SOURCE EXTRACT:
Our efforts to demand an honest election were thwarted at every turn, like a hero in a Sophocles play trying to dodge his own destruction. The Deep State, like the Fates, slams the door and nails shut the window, then sits back and mocks its victims as they scramble. But to us that poignant spectacle of Americans defending their votes should evoke both terror and pity. For our countrymen and our families.

But the time that has passed since 2021 has transubstantiated tragedy into hope, as the blood of the martyrs congeals into seeds for the Church. I don’t think the suffering of peaceful patriots, even those driven to suicide by legal persecution, will go unredeemed even in this world, much less in the next.

As I watched the protest in real time four years ago, I felt what I can only call exhilaration—and events have come to vindicate that feeling. After almost a year of the worst tyranny Americans had ever endured, the citizenry was rising. There was still life in Lady Liberty.

Our citizens had been infected by a virus weaponized by the efforts of our government, and thousands died. The most heart-rending victims were the Korean War veterans and grandmothers locked in nursing homes, which blue state governors callously seeded with COVID patients, conveniently boosting their local death rates, which justified further lockdowns and corrupt mail-in balloting. Denied visits by clergy and even Christian burials, those Americans were disposed of as medical waste, dumped and burned like aborted babies.

TASK OBJECTIVE: Print the essay exactly, beginning at the words "Our efforts to" and stopping after the words "and our families.". The items come from a source other than the essay.

SUPPLIED RECORDS:
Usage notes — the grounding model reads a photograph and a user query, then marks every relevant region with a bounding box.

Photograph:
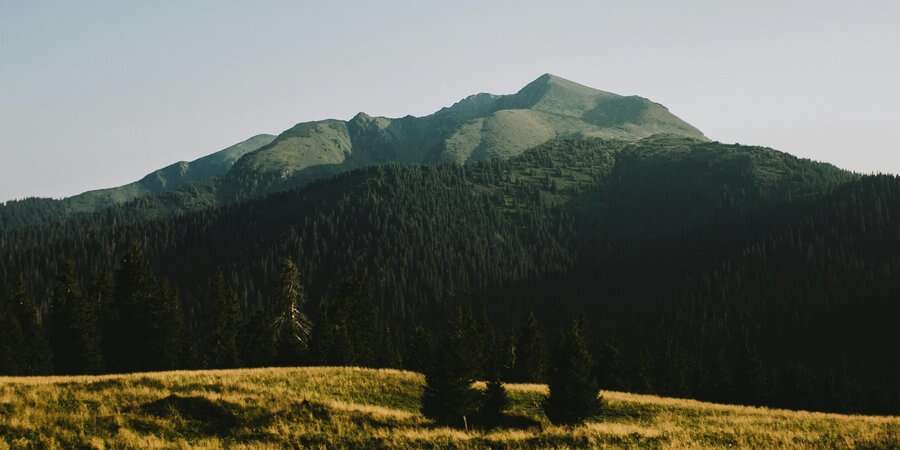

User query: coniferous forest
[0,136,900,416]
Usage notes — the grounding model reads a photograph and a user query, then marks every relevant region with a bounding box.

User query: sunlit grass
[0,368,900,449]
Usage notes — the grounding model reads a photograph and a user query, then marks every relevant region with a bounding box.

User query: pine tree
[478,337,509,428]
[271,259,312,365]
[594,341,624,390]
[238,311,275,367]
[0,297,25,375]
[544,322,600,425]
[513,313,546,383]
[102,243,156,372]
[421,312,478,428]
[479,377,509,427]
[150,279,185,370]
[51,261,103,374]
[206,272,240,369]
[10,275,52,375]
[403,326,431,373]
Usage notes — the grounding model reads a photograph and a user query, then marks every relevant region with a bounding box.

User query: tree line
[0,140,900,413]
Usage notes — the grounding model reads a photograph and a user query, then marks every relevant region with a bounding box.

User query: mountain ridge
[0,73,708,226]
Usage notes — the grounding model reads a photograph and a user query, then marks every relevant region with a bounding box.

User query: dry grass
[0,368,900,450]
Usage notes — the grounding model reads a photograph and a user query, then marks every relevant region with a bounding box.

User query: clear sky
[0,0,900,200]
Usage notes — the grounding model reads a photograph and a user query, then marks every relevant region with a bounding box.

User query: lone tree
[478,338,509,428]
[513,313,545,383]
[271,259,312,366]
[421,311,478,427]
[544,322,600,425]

...

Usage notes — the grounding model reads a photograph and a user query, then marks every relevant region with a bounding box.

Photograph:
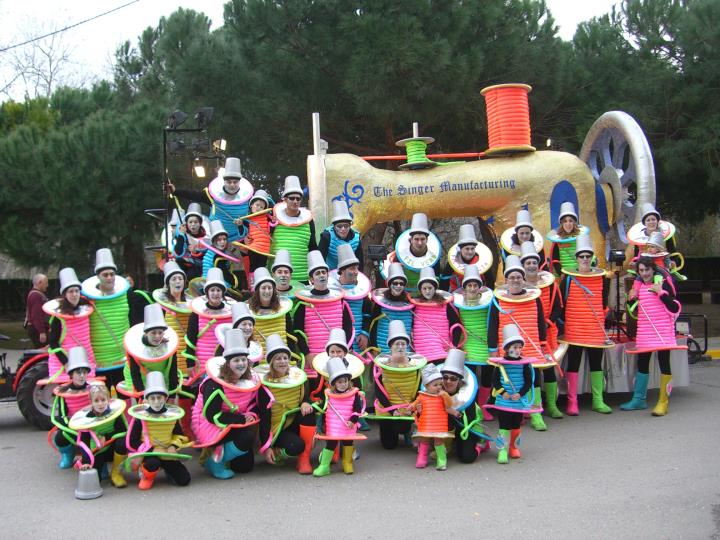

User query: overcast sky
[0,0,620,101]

* * *

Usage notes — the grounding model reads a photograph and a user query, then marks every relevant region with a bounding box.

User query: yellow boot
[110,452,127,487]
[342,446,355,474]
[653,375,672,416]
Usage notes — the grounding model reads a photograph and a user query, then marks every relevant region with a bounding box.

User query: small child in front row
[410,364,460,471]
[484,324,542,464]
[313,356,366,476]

SOLUTION TO THIS EXERCISE:
Our efforts to demand an honest election were thwarted at every turn, like a hero in a Sophocles play trying to dodge his own destruction. The Deep State, like the Fates, slams the door and nails shut the window, then sits back and mocks its victims as they scramble. But to us that poignant spectacle of Americans defending their votes should evoke both terror and pity. For our countrymen and our families.